Exercise objective:
Lines with "purple": copy each one from the listing below.

Supplied data:

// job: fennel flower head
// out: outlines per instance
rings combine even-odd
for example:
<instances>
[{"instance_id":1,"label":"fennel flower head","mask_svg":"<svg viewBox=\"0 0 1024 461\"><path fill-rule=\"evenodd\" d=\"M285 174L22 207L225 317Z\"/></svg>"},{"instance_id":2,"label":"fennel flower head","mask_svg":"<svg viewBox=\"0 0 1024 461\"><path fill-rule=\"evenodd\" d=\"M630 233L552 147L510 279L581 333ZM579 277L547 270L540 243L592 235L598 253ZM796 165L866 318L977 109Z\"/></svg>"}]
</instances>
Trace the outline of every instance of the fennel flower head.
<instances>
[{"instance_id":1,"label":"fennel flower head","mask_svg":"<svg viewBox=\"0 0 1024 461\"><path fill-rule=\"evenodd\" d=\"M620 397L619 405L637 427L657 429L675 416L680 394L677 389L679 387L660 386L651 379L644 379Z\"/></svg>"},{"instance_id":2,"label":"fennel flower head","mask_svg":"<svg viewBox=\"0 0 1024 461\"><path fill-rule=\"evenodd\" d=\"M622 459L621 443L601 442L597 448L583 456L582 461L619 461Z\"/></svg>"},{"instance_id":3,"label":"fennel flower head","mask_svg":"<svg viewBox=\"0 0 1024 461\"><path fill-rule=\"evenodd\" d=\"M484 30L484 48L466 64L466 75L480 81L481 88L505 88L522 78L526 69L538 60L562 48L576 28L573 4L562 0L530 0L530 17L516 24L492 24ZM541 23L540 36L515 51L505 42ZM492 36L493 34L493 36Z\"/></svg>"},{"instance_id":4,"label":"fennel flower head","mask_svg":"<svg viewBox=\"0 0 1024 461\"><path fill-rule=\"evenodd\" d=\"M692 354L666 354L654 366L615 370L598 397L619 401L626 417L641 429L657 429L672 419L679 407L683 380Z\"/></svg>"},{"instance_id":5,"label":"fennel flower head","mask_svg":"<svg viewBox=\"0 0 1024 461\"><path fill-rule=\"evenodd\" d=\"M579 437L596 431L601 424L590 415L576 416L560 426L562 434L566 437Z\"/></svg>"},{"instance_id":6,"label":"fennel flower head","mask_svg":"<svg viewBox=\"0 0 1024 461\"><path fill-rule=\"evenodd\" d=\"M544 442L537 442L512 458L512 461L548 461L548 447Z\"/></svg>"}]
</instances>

--

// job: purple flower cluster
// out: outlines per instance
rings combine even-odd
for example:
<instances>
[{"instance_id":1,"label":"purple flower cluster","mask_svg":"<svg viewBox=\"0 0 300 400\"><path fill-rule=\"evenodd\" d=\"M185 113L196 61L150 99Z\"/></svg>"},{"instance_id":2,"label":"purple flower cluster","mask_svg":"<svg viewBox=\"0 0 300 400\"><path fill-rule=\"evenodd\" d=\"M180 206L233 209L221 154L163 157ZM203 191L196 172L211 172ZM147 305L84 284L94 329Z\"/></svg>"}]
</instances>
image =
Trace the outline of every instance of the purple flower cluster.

Task output:
// job: purple flower cluster
[{"instance_id":1,"label":"purple flower cluster","mask_svg":"<svg viewBox=\"0 0 300 400\"><path fill-rule=\"evenodd\" d=\"M185 113L196 61L150 99Z\"/></svg>"},{"instance_id":2,"label":"purple flower cluster","mask_svg":"<svg viewBox=\"0 0 300 400\"><path fill-rule=\"evenodd\" d=\"M180 206L233 209L221 154L163 157ZM203 191L196 172L211 172ZM147 305L84 284L94 329Z\"/></svg>"}]
Trace the outline of every instance of the purple flower cluster.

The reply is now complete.